→ Written task 1:
Collect every line of the listing below that contains the word "field".

→ Excerpted passage:
Kinematics is fun!!!

Here is another method to solve.

Let's say the stone being thrown upward as $I$ and the downward one as $II$ . Those stones will meet in the air at the same time, let's call it $t$ .

Assume the $x$ as the point where stones meet, the distances the $I$ stone had been travelled to $x$ as $S_{I}$ , and the distances the $II$ stone had been travelled to $x$ as $S_{II}$ .

It will appears that $\boxed{S_I + S_{II} = h}$

$S_I = v_{I}.t_{I} - \frac{1}{2}gt_{I}^2$ .

But be carefull, the $II$ stone being thrown $2$ second after the $I$ stone. That means the $I$ stones travelled $2$ seconds longer than the $II$ stone, or : $t_{I} = t + 2$ . Then :

$S_I = 50(t + 2) - \frac{1}{2}10(t + 2)^2$

$S_I = 30t - 5t^2 + 80$

For the $II$ stone, the time is the same, $t_{II} = t$ .

$S_{II} = v_{II}t + \frac{1}{2}gt^2$

$S_{II} = 3t + \frac{1}{2}10t^2$

$S_{II} = 3t + 5t^2$

Back to the main equation :

$h = S_{I} + S_{2}$

$278 = (30t - 5t^2 + 80) + (3t + 5t^2)$

$198 = 33t => \boxed{t = 6}$

The height of the point $x$ will be the same as $S_{I}$

$x = S_I = 30t - 5t^2 + 80$

$x = 30.6 - 5.6^2 + 80 = \boxed{80 m}$

Records of labeled boxes:
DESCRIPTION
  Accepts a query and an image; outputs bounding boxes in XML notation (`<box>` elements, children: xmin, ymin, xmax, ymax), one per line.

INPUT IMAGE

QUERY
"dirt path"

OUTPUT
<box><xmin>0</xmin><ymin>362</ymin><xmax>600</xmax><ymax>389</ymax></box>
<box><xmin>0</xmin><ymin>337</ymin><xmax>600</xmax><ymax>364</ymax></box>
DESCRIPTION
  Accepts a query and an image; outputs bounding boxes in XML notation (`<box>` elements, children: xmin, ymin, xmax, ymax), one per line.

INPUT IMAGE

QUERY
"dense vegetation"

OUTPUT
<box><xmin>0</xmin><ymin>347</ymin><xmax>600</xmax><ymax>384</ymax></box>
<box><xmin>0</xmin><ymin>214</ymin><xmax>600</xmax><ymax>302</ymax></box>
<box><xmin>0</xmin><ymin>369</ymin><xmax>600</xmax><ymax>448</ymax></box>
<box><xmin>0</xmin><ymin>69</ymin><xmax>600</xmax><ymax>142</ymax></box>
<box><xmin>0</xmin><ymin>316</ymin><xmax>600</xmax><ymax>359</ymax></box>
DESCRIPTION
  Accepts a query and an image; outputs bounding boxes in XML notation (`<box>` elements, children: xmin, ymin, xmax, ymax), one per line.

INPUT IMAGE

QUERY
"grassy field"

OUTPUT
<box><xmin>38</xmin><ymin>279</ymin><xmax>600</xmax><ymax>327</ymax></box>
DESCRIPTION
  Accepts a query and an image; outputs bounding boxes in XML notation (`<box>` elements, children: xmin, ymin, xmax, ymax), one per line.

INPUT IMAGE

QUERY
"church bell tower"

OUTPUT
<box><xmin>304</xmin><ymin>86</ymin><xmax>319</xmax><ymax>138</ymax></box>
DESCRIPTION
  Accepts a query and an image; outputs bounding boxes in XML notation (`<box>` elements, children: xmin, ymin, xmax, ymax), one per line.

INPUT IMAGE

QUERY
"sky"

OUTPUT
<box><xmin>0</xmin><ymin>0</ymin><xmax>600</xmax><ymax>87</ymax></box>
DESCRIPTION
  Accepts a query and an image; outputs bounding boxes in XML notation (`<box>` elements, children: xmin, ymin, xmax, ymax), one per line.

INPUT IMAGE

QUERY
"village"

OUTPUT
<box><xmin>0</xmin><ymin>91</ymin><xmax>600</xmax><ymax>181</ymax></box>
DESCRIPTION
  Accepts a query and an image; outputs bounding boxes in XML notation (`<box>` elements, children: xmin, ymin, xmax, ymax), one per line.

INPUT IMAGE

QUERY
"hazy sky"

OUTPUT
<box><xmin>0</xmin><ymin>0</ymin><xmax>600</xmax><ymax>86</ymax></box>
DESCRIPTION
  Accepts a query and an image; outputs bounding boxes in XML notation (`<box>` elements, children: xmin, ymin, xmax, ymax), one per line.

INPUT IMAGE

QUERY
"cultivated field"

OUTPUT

...

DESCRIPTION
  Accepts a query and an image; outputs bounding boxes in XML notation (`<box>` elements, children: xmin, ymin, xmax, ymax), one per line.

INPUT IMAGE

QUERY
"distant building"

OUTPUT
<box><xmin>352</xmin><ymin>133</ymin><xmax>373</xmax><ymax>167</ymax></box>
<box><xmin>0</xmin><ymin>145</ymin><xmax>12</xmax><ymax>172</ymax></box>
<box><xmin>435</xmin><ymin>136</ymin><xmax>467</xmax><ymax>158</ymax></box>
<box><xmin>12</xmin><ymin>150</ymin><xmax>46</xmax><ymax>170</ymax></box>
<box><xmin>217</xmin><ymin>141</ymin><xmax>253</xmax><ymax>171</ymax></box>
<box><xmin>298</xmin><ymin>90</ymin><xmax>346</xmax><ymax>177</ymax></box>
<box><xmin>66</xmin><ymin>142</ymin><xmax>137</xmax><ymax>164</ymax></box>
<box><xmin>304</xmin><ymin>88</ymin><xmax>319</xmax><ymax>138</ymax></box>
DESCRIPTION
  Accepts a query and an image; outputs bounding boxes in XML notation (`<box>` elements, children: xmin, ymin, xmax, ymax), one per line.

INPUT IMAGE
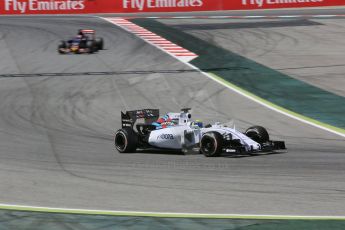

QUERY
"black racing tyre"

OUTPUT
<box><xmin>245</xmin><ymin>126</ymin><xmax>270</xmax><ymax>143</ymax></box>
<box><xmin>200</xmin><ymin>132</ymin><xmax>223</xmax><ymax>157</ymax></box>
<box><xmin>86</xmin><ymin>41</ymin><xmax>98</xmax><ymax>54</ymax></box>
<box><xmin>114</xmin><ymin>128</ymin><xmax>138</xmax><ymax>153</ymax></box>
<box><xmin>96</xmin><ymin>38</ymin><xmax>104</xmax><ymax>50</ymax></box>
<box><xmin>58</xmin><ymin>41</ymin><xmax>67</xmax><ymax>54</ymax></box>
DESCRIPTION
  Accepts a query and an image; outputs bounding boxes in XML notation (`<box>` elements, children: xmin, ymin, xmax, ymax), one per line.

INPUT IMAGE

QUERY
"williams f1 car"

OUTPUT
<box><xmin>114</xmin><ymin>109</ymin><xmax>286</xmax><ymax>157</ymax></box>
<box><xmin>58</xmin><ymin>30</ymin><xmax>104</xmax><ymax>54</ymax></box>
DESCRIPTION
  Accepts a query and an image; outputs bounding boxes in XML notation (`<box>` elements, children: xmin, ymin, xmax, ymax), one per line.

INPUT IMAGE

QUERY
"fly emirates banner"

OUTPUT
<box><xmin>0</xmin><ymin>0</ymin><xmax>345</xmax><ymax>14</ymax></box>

==

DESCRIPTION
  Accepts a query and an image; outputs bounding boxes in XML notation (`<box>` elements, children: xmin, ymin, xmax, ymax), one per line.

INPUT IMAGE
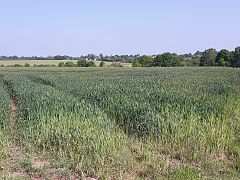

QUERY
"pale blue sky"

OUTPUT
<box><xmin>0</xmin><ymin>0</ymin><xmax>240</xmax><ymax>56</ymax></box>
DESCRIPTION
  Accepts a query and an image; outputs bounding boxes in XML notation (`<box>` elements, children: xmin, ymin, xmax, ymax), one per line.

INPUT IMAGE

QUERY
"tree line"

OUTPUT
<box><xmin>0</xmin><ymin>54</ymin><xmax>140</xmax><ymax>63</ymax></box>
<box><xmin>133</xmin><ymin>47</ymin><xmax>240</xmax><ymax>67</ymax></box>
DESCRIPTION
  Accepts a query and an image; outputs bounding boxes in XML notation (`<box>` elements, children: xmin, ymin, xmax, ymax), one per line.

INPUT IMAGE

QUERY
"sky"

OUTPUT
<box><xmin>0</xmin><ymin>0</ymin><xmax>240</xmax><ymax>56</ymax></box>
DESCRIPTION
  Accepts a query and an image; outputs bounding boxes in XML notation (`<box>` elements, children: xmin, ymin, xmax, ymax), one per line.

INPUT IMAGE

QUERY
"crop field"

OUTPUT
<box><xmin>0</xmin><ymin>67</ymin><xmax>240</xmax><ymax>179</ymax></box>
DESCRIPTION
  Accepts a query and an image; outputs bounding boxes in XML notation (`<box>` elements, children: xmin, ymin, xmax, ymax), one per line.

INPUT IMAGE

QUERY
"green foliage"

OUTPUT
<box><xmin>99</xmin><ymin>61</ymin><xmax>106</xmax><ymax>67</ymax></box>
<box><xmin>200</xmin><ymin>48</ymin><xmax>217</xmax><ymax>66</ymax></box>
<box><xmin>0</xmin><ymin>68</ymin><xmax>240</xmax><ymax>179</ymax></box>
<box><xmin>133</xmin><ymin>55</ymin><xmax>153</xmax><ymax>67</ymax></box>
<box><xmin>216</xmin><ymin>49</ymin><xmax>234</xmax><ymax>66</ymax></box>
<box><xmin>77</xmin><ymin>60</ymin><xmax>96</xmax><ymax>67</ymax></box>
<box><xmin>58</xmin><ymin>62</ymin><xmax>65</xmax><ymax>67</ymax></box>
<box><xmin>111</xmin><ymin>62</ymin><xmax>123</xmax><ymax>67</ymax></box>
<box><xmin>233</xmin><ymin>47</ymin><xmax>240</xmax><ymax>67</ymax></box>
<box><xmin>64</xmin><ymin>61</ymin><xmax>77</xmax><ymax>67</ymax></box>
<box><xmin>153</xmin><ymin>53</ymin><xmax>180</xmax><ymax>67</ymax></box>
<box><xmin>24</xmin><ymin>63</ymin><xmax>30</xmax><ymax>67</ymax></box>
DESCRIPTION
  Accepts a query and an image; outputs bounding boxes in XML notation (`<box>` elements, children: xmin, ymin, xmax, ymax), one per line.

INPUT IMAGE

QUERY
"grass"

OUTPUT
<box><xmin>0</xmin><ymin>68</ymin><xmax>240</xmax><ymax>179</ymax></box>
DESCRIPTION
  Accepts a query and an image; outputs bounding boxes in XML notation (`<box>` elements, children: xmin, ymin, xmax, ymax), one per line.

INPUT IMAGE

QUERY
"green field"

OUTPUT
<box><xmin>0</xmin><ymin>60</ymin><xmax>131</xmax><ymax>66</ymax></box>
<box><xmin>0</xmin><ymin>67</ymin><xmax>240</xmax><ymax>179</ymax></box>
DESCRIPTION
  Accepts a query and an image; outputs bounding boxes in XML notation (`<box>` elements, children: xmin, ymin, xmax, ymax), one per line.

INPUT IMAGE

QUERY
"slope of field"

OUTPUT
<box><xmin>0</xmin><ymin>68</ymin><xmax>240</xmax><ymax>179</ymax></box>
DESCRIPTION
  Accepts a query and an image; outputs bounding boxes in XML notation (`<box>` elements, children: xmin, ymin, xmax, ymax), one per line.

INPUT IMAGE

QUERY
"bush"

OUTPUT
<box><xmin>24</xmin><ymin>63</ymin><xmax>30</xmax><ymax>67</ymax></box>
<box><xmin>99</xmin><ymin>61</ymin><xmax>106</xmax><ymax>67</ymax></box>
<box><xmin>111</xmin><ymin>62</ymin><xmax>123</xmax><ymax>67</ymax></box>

→ Written task 2:
Edit the kinematics solution above by rewriting everything from "Kinematics is fun!!!" down to "call it $t$ .", with "method" replaced by "approach".

→ Full solution 1:
"grassy field"
"cultivated field"
"crop field"
"green field"
"slope of field"

→ Full solution 2:
Kinematics is fun!!!

Here is another approach to solve.

Let's say the stone being thrown upward as $I$ and the downward one as $II$ . Those stones will meet in the air at the same time, let's call it $t$ .